Wat wordt gevraagd:
Zet alle regels van het materiaal hieronder om in een genummerde lijst, zonder de lege regels. Laat de afbeeldingen weg uit de lijst.

[Deel van een gegevensbestand]
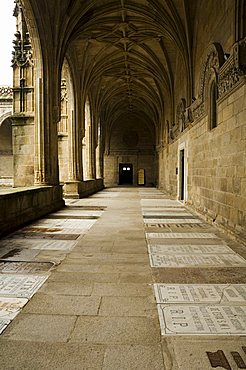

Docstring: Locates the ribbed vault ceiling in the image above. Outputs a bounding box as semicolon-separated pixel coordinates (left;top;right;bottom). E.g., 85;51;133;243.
28;0;190;133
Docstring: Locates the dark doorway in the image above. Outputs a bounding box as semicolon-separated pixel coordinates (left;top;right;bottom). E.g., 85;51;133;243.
180;149;185;200
119;163;133;185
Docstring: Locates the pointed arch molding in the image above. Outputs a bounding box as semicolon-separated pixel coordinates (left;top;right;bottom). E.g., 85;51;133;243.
191;43;225;120
190;38;246;120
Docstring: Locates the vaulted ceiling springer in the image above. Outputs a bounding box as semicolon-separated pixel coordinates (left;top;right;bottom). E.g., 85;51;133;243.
61;0;189;130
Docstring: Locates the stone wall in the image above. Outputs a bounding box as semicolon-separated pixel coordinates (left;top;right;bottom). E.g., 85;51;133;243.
0;186;64;236
160;84;246;243
104;119;156;187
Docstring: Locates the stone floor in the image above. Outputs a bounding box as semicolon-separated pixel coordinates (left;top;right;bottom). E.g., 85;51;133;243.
0;187;246;370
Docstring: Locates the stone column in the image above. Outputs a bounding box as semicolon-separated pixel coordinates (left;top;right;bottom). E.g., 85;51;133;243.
12;1;34;187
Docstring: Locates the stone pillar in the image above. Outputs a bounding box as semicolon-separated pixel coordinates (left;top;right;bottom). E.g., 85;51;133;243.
12;1;34;187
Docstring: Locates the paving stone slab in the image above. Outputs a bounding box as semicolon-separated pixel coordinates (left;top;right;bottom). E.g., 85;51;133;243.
154;284;246;305
148;244;234;255
157;304;246;336
23;293;101;316
141;199;184;207
70;316;160;345
149;253;246;268
142;211;194;218
99;296;156;317
40;281;93;296
1;340;105;370
1;248;39;261
0;260;54;273
0;274;48;299
1;313;77;343
102;345;164;370
0;296;28;322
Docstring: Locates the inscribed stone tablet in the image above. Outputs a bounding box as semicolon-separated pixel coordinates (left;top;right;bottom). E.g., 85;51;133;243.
0;320;10;334
146;233;217;239
154;284;246;305
24;226;88;235
0;297;28;321
148;244;234;254
157;304;246;335
0;261;54;273
0;274;48;299
144;218;202;224
31;240;77;251
149;253;246;268
1;248;39;261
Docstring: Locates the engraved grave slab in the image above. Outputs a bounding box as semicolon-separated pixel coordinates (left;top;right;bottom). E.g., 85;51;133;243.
0;297;28;321
157;304;246;335
148;244;234;254
144;218;202;224
0;260;54;273
149;253;246;268
146;233;217;239
11;231;80;242
154;284;246;305
0;238;77;250
0;274;48;299
22;226;88;237
0;320;10;334
1;248;39;261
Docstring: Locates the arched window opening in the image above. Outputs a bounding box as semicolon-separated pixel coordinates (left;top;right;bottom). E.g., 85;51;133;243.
96;123;102;179
58;59;76;184
209;80;218;130
82;99;92;180
0;118;13;187
58;73;69;183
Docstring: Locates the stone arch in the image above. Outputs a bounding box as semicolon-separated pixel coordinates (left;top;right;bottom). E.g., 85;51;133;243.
235;0;246;42
82;96;93;180
0;117;13;186
192;43;225;120
0;110;13;127
208;78;218;130
200;43;225;104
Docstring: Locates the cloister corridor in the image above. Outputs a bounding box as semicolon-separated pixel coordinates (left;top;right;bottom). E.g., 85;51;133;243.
0;186;246;370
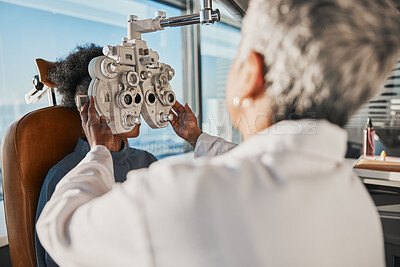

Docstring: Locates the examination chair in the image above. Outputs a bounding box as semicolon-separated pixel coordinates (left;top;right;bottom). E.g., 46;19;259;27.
0;106;84;267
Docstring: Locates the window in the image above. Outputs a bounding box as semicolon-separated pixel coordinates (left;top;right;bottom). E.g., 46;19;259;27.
0;0;240;201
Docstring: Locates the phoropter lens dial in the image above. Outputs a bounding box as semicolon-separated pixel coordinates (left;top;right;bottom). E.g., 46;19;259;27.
122;114;140;127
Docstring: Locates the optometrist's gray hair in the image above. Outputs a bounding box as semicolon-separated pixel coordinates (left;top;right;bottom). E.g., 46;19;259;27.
239;0;400;126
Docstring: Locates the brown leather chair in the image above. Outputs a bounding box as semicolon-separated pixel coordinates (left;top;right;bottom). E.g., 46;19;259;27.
2;106;84;267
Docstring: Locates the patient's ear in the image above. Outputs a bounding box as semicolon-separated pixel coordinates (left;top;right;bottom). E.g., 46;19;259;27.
242;50;265;100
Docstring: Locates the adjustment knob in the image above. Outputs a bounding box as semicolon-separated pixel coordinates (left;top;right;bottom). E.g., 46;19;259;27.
124;114;140;127
158;112;174;123
128;15;139;22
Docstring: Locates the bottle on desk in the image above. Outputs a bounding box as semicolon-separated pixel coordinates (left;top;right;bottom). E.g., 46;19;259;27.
363;118;375;157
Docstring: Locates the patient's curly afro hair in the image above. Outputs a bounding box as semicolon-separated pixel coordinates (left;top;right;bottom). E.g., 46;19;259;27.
48;44;103;109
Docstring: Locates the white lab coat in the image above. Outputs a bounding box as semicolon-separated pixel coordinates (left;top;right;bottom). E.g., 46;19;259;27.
37;120;384;267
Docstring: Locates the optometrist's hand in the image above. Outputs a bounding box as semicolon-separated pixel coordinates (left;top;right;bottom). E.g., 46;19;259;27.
171;101;203;147
80;96;116;150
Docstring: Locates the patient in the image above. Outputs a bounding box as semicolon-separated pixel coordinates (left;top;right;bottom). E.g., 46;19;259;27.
35;44;157;267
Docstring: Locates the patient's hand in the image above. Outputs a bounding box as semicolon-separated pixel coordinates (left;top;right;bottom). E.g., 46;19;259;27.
81;96;121;151
171;101;202;147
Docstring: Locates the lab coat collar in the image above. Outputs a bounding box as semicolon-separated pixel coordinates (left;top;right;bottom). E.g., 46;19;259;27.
231;119;347;162
75;138;128;162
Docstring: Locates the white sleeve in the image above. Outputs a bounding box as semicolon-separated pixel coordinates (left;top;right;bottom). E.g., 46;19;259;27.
194;133;238;158
36;146;153;267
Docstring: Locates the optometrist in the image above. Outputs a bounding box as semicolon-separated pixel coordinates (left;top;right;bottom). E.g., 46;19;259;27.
37;0;400;267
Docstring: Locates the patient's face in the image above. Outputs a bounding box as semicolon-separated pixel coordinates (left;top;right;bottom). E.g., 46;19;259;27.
117;124;140;138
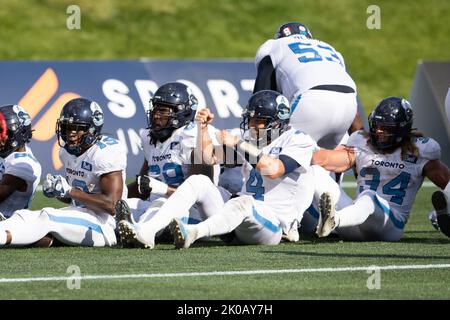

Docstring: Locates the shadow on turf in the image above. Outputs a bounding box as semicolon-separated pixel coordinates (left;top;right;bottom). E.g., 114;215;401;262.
263;251;450;260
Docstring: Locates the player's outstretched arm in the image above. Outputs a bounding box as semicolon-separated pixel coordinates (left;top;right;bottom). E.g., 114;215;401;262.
192;108;223;165
311;145;356;172
69;171;124;215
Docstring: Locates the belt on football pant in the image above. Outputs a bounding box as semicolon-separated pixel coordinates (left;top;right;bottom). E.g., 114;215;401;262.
309;84;355;93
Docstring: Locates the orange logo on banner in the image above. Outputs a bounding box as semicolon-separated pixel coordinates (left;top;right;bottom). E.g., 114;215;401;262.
19;68;80;170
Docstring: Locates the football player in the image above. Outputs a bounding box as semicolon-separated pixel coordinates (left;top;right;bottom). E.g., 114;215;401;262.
0;105;41;221
0;98;127;246
163;90;317;248
253;22;363;149
313;97;450;241
116;82;223;247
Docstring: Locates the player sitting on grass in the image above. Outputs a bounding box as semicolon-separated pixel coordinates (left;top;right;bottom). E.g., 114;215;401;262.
0;105;41;221
116;82;230;248
312;97;450;241
163;90;317;248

Antwoord:
1. Docstring: Locates the ribbed vault ceiling in the image above. Outputs a bounding box as semicolon-separated pixel coordinates (left;top;right;bottom). E.g., 85;51;133;243.
2. 28;0;190;133
3. Docstring: Locates the dark doorway in the image above. Outputs a bounding box as semicolon-separated pixel coordinates (left;top;right;bottom). E.g., 85;51;133;243.
4. 180;149;185;200
5. 119;163;133;185
6. Docstring: Locates the pointed arch molding in the image above. Outputs a bounding box as semicolon-separated pixel coordinates (left;top;right;bottom). E.g., 85;51;133;243.
7. 191;43;225;120
8. 190;38;246;120
9. Docstring: Locates the vaulted ceiling springer in the image above. Outputs a bounding box as semicolon-separated pixel coordinates (left;top;right;bottom). E.g., 85;51;133;243.
10. 61;0;189;130
11. Docstring: Locates the stone wall in the image above. Outputs a bounding box as semicolon-separated pixel coordinates (left;top;right;bottom). E.g., 85;51;133;243.
12. 0;186;64;236
13. 160;84;246;243
14. 104;119;156;187
15. Docstring: Locates the stone floor in the image above. Outputs a bounding box as semicolon-separated pixel coordinates (left;top;right;bottom). E.g., 85;51;133;243.
16. 0;187;246;370
17. Docstring: Locates the stone column in the image above. Outputs a bounding box as semicolon-separated pixel coordinates (left;top;right;bottom). E.g., 85;51;133;243.
18. 12;1;34;187
19. Docstring: Locates the stone pillar in the image above. Outputs a bounding box as semicolon-separated pixel coordinates (left;top;right;bottom). E.g., 85;51;133;243.
20. 12;1;34;187
21. Docstring: Locates the paving stone slab in the image above. Outputs a bounding box as semicolon-separated pixel coordinates (left;top;right;bottom). E.g., 85;51;133;243.
22. 154;284;246;305
23. 148;244;234;255
24. 157;304;246;336
25. 23;293;101;316
26. 141;199;184;207
27. 70;316;160;345
28. 149;253;246;268
29. 142;211;194;218
30. 99;296;156;317
31. 40;281;93;296
32. 1;340;105;370
33. 1;248;39;261
34. 0;260;54;273
35. 0;274;48;299
36. 1;313;77;343
37. 102;345;164;370
38. 0;296;28;322
39. Docstring: Locates the inscribed stone tablet in the image above. Outputs a bounding box as semicolon-separated pixel coordinates (left;top;right;bottom). E.g., 85;51;133;243.
40. 0;320;10;334
41. 146;233;217;239
42. 154;284;246;305
43. 24;226;88;235
44. 0;297;28;321
45. 148;244;234;254
46. 157;304;246;335
47. 0;261;54;273
48. 0;274;48;299
49. 144;218;202;224
50. 31;240;77;251
51. 149;253;246;268
52. 1;248;39;261
53. Docstring: Locates the engraved grave slab in the image above. Outputs a bounding box as semicolon-separated pixel coordinates (left;top;right;bottom). E.g., 85;51;133;243.
54. 0;297;28;321
55. 157;304;246;335
56. 148;244;234;254
57. 144;218;202;224
58. 0;260;54;273
59. 149;253;246;268
60. 146;233;217;239
61. 11;231;80;242
62. 154;284;246;305
63. 0;238;77;250
64. 0;274;48;299
65. 22;226;88;237
66. 0;320;10;334
67. 1;248;39;261
68. Docstring: Locates the arched window opening in the image above. Outputs a bounding box as semicolon-separated pixel coordinates (left;top;right;bottom). E.g., 85;51;133;243.
69. 96;123;102;179
70. 58;59;76;184
71. 209;80;218;130
72. 82;99;92;180
73. 0;118;13;187
74. 58;73;69;183
75. Docstring: Locates the stone arch in the image above. Outputs a bounding box as semicolon-separated pixel coordinates (left;top;right;bottom). E.g., 85;51;133;243.
76. 235;0;246;42
77. 82;96;93;180
78. 0;117;13;186
79. 192;43;225;120
80. 0;110;13;127
81. 208;78;218;130
82. 200;43;225;104
83. Docstring: Locates the cloister corridor in the image above. Outputs a bounding box as semicolon-separated pixel coordinates (left;top;right;bottom). E.g., 85;51;133;243.
84. 0;186;246;370
85. Docstring: Locates the examination chair in the image above. Outputs a bounding box as semicolon-separated pixel coordinates (left;top;right;bottom). E.g., 46;19;259;27.
86. 0;106;84;267
87. Docstring: Locates the window in the image above. Outputs a bounding box as semicolon-separated pixel coordinates (left;top;right;bottom). E.g., 46;19;259;27.
88. 0;0;240;201
89. Docstring: Locates the phoropter lens dial in the image above. Outputs a bounding box as semicolon-separated pixel coordinates (left;top;right;bottom). E.g., 46;19;259;27.
90. 122;114;140;127
91. Docstring: Locates the optometrist's gray hair in the image above. Outputs a bounding box as semicolon-separated pixel coordinates (left;top;right;bottom). E.g., 46;19;259;27.
92. 239;0;400;126
93. Docstring: Locates the brown leather chair in the image above. Outputs a bounding box as semicolon-separated pixel coordinates (left;top;right;bottom). E.g., 46;19;259;27.
94. 2;106;84;267
95. Docstring: Locates the patient's ear in the image above. Outputs a bounding box as semicolon-separated pixel coordinates (left;top;right;bottom). E.g., 46;19;259;27.
96. 242;50;265;100
97. Docstring: Locates the adjustment knob in the image above. Outputs a bounding box as semicolon-separated pixel coordinates (left;top;right;bottom). E.g., 46;19;259;27.
98. 124;114;140;127
99. 158;112;174;123
100. 128;15;139;22
101. Docstring: Locates the bottle on desk in the image above. Outputs a bounding box as semicolon-separated pixel coordinates (left;top;right;bottom). E.g., 46;19;259;27.
102. 363;118;375;157
103. Docstring: Locates the patient's curly afro hair in the image above. Outputs a bounding box as semicolon-separated pixel coordinates (left;top;right;bottom). E.g., 46;19;259;27.
104. 48;44;103;109
105. Docstring: Locates the white lab coat in the image above. Outputs a bounding box as semicolon-separated pixel coordinates (left;top;right;bottom). E.g., 46;19;259;27.
106. 37;120;384;267
107. Docstring: Locates the optometrist's hand in the image above. Outputs a bounding box as semicolon-separated pixel coordinates (left;top;right;bottom). E.g., 46;19;259;27.
108. 171;101;203;147
109. 80;96;116;150
110. Docstring: Locates the patient in the image above. Outputs a bounding box as semicolon-separated pixel coordinates (left;top;right;bottom). E.g., 46;19;259;27.
111. 35;44;157;267
112. Docstring: Locates the patient's hand in the image above. Outputs a bounding box as semicolon-separated pixel coordinates (left;top;right;bottom). E.g., 46;19;259;27.
113. 81;96;121;151
114. 171;101;202;147
115. Docstring: Locates the lab coat collar in the image above. Outputs a bounding box as semicolon-separated pixel coordinates (left;top;right;bottom). E.g., 46;19;259;27.
116. 231;119;347;162
117. 75;138;128;162
118. Docstring: Locates the white sleeve in the image above. Outputs a bounding box as semicolon-separated pixel coordinates (left;top;right;bottom). E.g., 46;19;259;27.
119. 194;133;238;158
120. 36;146;153;267
121. Docstring: Locates the optometrist in the image above. Outputs a bounding box as semicolon-separated pixel coordinates (left;top;right;bottom). E.g., 46;19;259;27.
122. 37;0;400;267
123. Docstring: Locates the patient's face in the image above. Outputs a bounding box as semicolon-separated pixel coordinates (left;top;right;bottom). E.g., 46;19;259;27.
124. 117;124;140;138
125. Docstring: Locates the shadow on turf in the image above. Outputs a bounding box as semicolon-separated pixel coordinates (left;top;right;bottom). E.g., 114;215;401;262.
126. 263;251;450;260
127. Docstring: Locates the player's outstretched arm in the image above. Outputs a bounding box as semicolon-separated pixel coordinates (left;top;right;bottom). E.g., 114;215;401;262.
128. 192;108;223;165
129. 311;145;356;172
130. 69;171;124;215
131. Docstring: Locates the belt on football pant in the image above. Outputs a bounding box as semicolon-separated pixel coordinates (left;top;right;bottom). E.g., 114;215;401;262.
132. 309;84;355;93
133. Docstring: Locates the orange logo on banner in the image above. Outputs a bounding box as semicolon-separated pixel coordinates (left;top;right;bottom). E.g., 114;215;401;262.
134. 19;68;80;170
135. Docstring: Locates the football player in the image above. Outputs a bounding box as semicolon-separated pixel coordinates (left;top;right;bottom). E.g., 114;215;401;262.
136. 0;105;41;221
137. 0;98;127;246
138. 163;90;317;248
139. 253;22;363;149
140. 313;97;450;241
141. 116;82;223;247
142. Docstring: Locates the player sitting on grass in the image above. Outputs a bounding box as semicolon-separated pixel coordinates (left;top;right;bottom). E.g., 114;215;401;262.
143. 0;105;41;221
144. 116;82;230;248
145. 312;97;450;241
146. 163;90;317;248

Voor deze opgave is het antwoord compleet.